▶ [Task prompt]: Below are records; how many of their lines contain "hair"? Give the number and no other words.

-- Opening Marker --

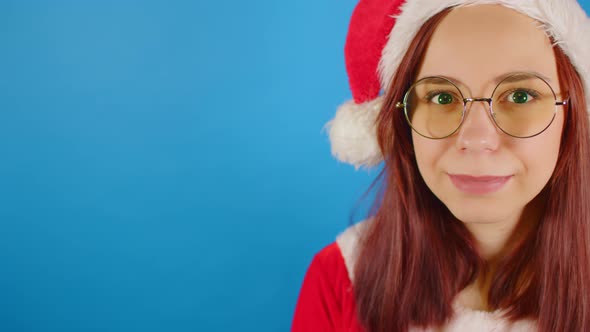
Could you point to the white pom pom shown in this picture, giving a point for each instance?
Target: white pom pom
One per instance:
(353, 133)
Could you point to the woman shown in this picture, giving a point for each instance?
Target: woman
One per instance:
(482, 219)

-- Closing Marker --
-- Opening Marker --

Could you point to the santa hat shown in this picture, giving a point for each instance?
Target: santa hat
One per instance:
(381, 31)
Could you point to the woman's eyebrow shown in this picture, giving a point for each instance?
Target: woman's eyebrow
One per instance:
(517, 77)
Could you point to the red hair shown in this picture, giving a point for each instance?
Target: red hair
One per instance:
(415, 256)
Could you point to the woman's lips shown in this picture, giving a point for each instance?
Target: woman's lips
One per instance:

-- Closing Marker --
-- Opening Marker --

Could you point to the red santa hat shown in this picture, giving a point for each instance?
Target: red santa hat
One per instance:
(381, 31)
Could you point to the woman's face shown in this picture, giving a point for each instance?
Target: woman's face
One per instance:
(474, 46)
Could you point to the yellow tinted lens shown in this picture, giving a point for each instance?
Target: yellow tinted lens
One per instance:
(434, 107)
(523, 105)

-- Closing Marker --

▶ [Reply to the exercise]: 2